Records from a point labeling set
==================================================
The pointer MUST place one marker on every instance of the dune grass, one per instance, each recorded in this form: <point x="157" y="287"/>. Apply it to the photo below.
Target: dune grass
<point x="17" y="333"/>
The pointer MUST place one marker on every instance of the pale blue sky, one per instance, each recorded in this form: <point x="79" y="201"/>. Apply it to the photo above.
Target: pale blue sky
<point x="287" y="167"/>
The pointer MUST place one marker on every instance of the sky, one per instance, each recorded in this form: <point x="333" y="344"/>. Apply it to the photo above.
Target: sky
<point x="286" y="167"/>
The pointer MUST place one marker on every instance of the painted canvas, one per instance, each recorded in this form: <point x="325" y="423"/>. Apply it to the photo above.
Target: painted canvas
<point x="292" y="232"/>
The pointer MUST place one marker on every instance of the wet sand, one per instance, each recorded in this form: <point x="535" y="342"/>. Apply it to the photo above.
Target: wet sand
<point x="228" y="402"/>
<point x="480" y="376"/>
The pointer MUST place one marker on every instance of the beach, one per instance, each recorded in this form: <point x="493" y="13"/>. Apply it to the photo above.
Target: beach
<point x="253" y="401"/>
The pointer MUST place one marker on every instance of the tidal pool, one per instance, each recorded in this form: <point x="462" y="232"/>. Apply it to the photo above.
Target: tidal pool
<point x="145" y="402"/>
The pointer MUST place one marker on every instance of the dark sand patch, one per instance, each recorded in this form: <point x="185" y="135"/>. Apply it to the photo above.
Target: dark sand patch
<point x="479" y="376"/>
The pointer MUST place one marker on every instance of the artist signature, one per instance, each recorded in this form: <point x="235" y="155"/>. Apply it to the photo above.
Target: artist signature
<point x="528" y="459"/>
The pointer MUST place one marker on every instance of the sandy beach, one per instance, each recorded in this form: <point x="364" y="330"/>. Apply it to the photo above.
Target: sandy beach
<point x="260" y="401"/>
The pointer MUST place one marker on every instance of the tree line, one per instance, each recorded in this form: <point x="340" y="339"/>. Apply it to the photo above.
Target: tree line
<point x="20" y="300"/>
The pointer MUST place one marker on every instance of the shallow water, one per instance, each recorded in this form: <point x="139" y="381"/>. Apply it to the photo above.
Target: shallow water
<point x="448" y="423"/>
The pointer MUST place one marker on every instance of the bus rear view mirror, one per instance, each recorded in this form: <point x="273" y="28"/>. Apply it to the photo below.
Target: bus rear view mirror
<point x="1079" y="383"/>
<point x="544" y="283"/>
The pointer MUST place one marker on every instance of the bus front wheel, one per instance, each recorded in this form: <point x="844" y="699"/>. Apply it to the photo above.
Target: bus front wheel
==================================================
AIM: Lay out every line of the listing above as a JSON list of strings, one string per line, with blank lines left out.

RESPONSE TO THE TASK:
[
  "The pointer MUST place one marker on every instance of the dune grass, one per instance, each recorded in this form: <point x=\"157\" y=\"287\"/>. Apply it to the photo below.",
  "Target: dune grass",
  "<point x=\"17\" y=\"333\"/>",
  "The pointer MUST place one marker on every instance of the pale blue sky, one per instance, each recorded in this form: <point x=\"79\" y=\"201\"/>. Apply it to the photo above.",
  "Target: pale blue sky",
  "<point x=\"287\" y=\"167\"/>",
  "The pointer MUST place one marker on every instance of the sky, one per instance, each recorded in this form: <point x=\"333\" y=\"344\"/>. Apply it to the photo above.",
  "Target: sky",
  "<point x=\"286\" y=\"167\"/>",
  "The pointer MUST place one marker on every instance of the painted canvas, one per instance, each recorded in this form: <point x=\"325\" y=\"423\"/>. Apply it to the photo above.",
  "Target: painted canvas",
  "<point x=\"292\" y=\"232\"/>",
  "The pointer MUST place one marker on every instance of the wet sand, one per instance, each recorded in this form: <point x=\"535\" y=\"342\"/>. Apply it to the photo above.",
  "Target: wet sand",
  "<point x=\"228\" y=\"402\"/>",
  "<point x=\"480\" y=\"376\"/>",
  "The pointer MUST place one marker on every instance of the beach, one per instance, each recorded in this form: <point x=\"493\" y=\"13\"/>. Apply it to the photo above.",
  "Target: beach",
  "<point x=\"253\" y=\"401\"/>",
  "The pointer MUST place one marker on every instance of the tidal pool, one per instance, each recorded in this form: <point x=\"462\" y=\"232\"/>. Apply it to the photo above.",
  "Target: tidal pool",
  "<point x=\"145\" y=\"402\"/>",
  "The pointer MUST place one marker on every instance of the dark sand patch, one per instance, each recorded in this form: <point x=\"185\" y=\"135\"/>. Apply it to the photo above.",
  "Target: dark sand patch",
  "<point x=\"479\" y=\"376\"/>",
  "The pointer MUST place one marker on every instance of the artist signature, one per instance, each recorded in this form: <point x=\"235\" y=\"155\"/>. Apply it to the photo above.",
  "Target: artist signature",
  "<point x=\"528\" y=\"459\"/>",
  "The pointer MUST place one marker on every instance of the sandy beach, one per instance, each recorded in this form: <point x=\"364\" y=\"330\"/>. Apply it to the photo above.",
  "Target: sandy beach",
  "<point x=\"260\" y=\"401\"/>",
  "The pointer MUST place one marker on every instance of the tree line, one per instance, each recorded in this form: <point x=\"340\" y=\"339\"/>. Apply it to the photo above.",
  "Target: tree line",
  "<point x=\"20\" y=\"300\"/>",
  "The pointer MUST place one marker on every instance of the shallow water, one per instance, each recorded in this form: <point x=\"139\" y=\"381\"/>. Apply it to the photo above.",
  "Target: shallow water",
  "<point x=\"448\" y=\"423\"/>",
  "The pointer MUST place one marker on every instance of the bus rear view mirror, one per instance, each recorded in this form: <point x=\"273\" y=\"28\"/>. Apply it to the photo below.",
  "Target: bus rear view mirror",
  "<point x=\"1079\" y=\"383\"/>",
  "<point x=\"544\" y=\"283\"/>",
  "The pointer MUST place one marker on every instance of the bus front wheel, one per instance, each recorded in this form: <point x=\"844\" y=\"699\"/>. Apply it to the photo above.",
  "Target: bus front wheel"
]